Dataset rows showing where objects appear
--- --- ---

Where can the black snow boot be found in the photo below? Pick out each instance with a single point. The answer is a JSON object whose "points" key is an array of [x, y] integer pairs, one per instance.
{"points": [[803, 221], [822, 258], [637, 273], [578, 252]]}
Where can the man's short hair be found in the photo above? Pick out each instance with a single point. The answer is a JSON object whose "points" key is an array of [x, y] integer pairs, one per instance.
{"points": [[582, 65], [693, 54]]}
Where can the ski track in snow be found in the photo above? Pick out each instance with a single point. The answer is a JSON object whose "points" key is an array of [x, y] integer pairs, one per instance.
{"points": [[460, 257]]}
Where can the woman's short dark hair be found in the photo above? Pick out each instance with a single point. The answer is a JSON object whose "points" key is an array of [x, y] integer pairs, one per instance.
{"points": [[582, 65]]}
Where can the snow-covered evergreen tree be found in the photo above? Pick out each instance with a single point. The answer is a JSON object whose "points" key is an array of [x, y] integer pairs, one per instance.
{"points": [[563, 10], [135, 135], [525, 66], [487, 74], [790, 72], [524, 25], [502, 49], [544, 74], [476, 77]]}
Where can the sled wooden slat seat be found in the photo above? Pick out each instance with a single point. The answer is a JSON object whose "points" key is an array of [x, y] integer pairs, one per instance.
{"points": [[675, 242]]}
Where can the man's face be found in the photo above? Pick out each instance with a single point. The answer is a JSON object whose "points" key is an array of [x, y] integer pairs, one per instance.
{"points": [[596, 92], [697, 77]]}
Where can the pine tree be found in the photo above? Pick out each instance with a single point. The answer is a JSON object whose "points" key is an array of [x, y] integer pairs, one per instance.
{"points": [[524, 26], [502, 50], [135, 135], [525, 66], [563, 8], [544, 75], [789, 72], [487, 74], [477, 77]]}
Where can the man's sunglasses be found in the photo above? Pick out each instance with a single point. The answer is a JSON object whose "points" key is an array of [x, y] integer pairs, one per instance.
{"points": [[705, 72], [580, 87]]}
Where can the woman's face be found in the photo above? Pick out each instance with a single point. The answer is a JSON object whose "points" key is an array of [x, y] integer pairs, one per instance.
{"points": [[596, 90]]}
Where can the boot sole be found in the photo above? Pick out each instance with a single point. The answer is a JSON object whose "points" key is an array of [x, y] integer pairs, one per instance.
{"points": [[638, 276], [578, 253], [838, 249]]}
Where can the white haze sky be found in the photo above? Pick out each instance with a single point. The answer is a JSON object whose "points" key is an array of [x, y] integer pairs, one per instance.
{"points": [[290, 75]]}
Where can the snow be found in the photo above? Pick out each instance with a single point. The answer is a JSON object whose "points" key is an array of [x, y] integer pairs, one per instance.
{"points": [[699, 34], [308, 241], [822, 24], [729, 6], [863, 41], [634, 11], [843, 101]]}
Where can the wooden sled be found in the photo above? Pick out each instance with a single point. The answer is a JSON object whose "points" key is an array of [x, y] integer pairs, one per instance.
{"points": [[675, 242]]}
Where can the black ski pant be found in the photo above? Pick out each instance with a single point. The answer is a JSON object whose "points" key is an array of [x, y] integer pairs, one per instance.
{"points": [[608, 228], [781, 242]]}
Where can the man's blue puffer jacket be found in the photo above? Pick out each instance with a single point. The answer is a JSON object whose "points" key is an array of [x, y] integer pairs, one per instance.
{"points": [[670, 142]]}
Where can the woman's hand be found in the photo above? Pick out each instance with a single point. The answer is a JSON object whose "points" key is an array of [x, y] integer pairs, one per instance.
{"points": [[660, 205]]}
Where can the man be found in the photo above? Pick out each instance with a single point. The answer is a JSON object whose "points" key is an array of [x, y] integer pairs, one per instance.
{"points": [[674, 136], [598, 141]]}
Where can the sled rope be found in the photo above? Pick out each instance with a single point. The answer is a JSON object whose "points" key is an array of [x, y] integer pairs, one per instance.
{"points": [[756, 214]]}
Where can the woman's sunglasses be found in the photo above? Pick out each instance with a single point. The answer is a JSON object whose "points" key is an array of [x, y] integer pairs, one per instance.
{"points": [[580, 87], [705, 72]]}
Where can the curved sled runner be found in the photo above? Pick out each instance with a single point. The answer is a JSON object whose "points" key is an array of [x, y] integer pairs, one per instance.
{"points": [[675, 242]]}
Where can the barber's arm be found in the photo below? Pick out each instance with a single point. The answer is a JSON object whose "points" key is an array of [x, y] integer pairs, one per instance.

--- --- ---

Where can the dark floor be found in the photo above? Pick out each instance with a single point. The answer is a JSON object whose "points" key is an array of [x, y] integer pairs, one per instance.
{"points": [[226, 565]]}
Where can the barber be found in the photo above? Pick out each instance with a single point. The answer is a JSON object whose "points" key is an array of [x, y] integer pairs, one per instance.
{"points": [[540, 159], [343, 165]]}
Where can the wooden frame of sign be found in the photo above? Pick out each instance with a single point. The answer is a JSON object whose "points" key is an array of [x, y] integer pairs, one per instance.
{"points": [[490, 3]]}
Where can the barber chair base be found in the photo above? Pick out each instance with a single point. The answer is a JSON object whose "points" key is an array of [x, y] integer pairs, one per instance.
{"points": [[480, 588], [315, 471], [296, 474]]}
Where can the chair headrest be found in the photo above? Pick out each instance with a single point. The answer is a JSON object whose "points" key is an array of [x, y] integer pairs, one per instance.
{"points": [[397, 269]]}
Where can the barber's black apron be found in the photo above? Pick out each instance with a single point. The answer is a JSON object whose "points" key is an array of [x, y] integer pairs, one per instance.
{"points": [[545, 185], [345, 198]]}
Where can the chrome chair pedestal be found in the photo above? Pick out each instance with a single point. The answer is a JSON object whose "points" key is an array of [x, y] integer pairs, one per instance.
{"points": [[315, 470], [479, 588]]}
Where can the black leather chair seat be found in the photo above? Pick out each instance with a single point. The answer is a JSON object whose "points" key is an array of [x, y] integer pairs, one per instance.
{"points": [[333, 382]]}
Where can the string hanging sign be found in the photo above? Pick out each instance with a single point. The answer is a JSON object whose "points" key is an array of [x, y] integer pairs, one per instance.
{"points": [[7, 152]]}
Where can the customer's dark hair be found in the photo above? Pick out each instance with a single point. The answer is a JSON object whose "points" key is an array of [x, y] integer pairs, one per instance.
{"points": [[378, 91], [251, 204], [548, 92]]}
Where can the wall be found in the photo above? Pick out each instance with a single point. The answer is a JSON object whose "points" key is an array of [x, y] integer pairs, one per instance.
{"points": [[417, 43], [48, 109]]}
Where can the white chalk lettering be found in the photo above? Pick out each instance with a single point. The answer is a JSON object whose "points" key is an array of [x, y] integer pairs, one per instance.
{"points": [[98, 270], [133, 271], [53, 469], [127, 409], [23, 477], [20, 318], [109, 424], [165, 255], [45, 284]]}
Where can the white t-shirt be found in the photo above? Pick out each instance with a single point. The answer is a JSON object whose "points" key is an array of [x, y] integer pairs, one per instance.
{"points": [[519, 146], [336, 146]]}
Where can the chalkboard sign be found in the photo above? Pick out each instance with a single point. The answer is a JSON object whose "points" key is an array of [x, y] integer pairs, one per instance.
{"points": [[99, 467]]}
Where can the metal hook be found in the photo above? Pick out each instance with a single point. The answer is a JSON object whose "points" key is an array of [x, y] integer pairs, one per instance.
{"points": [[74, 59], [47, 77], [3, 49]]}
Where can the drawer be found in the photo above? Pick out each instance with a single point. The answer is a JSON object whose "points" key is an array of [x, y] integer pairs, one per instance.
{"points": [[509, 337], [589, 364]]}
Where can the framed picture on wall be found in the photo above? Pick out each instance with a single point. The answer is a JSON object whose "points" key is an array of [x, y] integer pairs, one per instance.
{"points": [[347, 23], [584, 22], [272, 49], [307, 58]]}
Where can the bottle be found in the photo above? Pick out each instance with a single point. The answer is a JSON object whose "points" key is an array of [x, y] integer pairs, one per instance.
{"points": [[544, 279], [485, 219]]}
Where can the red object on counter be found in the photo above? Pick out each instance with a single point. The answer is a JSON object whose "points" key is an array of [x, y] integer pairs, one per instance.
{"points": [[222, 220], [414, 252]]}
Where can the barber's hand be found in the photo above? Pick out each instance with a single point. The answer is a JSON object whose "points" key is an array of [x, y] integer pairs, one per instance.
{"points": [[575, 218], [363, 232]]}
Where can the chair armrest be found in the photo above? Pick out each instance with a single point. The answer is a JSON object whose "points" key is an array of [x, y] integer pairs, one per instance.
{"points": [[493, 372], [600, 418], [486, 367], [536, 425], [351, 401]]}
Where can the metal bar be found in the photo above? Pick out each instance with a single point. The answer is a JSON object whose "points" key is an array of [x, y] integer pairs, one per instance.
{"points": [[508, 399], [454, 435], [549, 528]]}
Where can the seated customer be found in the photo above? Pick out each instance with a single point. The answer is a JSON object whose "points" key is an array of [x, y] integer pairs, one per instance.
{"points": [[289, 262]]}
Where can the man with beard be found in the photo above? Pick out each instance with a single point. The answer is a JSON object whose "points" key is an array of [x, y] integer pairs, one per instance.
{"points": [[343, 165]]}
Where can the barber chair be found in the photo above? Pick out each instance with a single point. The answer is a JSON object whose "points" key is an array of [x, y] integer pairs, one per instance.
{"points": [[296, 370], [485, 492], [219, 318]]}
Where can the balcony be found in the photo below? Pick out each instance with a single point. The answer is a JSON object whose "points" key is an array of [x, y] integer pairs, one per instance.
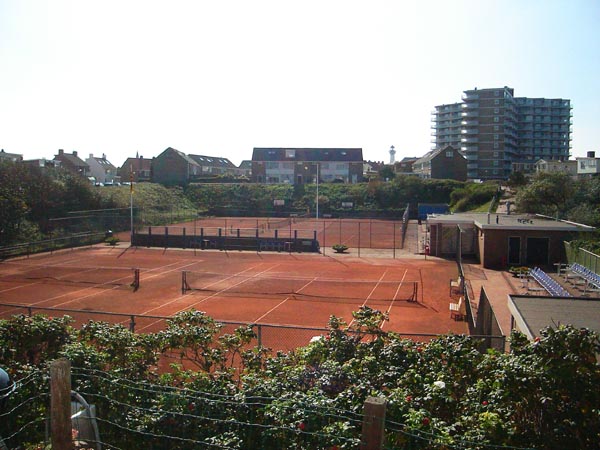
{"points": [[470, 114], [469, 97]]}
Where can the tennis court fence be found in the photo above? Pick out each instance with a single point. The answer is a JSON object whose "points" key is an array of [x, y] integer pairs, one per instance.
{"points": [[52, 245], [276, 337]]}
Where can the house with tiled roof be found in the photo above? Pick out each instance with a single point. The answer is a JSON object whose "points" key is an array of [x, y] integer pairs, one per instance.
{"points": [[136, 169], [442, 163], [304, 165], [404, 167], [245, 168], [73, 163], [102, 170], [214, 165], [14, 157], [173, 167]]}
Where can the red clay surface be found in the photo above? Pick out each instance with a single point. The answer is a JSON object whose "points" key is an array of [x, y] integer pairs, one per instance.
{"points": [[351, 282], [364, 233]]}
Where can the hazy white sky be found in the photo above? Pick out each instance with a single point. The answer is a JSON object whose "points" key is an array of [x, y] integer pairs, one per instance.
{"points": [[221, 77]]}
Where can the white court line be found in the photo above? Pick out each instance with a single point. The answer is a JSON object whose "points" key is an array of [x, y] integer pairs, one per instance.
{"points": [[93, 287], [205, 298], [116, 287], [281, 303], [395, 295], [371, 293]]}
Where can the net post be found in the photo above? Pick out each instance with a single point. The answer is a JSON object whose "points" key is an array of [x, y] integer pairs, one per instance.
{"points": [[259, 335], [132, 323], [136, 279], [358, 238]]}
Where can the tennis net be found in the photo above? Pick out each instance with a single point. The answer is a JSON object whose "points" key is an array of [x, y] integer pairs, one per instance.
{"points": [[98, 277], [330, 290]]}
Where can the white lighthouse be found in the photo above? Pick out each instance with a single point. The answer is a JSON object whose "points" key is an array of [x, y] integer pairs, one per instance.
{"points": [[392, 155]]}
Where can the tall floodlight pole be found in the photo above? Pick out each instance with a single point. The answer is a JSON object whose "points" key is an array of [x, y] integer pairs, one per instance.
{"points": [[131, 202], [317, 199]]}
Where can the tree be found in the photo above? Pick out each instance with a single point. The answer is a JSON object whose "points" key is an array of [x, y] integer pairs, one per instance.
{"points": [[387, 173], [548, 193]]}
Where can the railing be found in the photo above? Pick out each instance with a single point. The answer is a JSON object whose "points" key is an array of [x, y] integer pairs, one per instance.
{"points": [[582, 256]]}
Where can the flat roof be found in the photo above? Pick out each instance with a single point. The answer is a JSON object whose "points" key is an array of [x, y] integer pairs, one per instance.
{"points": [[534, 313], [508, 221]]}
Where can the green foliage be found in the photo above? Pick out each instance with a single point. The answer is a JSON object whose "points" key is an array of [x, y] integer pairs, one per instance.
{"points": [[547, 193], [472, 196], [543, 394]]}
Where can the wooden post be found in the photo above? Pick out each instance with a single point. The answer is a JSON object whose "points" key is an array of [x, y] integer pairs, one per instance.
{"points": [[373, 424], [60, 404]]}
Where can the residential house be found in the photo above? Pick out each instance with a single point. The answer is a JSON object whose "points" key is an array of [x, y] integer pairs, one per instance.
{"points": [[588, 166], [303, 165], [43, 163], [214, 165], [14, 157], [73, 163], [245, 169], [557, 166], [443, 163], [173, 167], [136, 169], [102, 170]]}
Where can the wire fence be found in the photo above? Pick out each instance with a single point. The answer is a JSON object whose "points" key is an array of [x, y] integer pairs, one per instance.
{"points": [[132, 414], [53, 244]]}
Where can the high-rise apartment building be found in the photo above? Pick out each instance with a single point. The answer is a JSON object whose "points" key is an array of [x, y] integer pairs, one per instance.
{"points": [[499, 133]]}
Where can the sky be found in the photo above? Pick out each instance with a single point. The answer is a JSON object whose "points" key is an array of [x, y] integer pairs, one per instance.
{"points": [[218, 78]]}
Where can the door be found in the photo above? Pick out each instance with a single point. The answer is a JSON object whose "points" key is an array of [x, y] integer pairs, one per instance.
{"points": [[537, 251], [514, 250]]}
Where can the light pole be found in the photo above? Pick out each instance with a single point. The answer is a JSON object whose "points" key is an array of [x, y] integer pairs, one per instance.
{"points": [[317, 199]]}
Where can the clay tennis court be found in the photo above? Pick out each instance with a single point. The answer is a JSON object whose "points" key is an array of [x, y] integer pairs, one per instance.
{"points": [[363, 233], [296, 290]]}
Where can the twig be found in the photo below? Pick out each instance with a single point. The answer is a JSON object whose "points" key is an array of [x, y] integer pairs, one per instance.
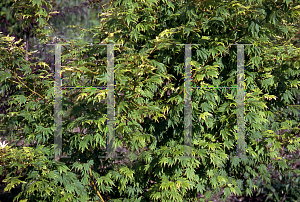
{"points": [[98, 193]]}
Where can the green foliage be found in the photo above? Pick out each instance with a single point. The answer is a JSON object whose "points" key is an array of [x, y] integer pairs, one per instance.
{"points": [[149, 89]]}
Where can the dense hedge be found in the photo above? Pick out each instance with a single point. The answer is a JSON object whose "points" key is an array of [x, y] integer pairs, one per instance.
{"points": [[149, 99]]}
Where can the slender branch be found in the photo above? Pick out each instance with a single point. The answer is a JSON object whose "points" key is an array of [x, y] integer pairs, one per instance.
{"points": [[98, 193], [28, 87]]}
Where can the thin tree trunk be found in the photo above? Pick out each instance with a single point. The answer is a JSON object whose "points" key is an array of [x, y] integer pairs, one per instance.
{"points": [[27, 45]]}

--- --- ---

Written problem:
Show every line of the records above that contains the string "apron".

Final result:
Where can the barber's black apron be found in the photo above? Pick out each instance with a single point. The answer is a JSON object whose "points" key is an array of [x, y] integer pairs, one per instance.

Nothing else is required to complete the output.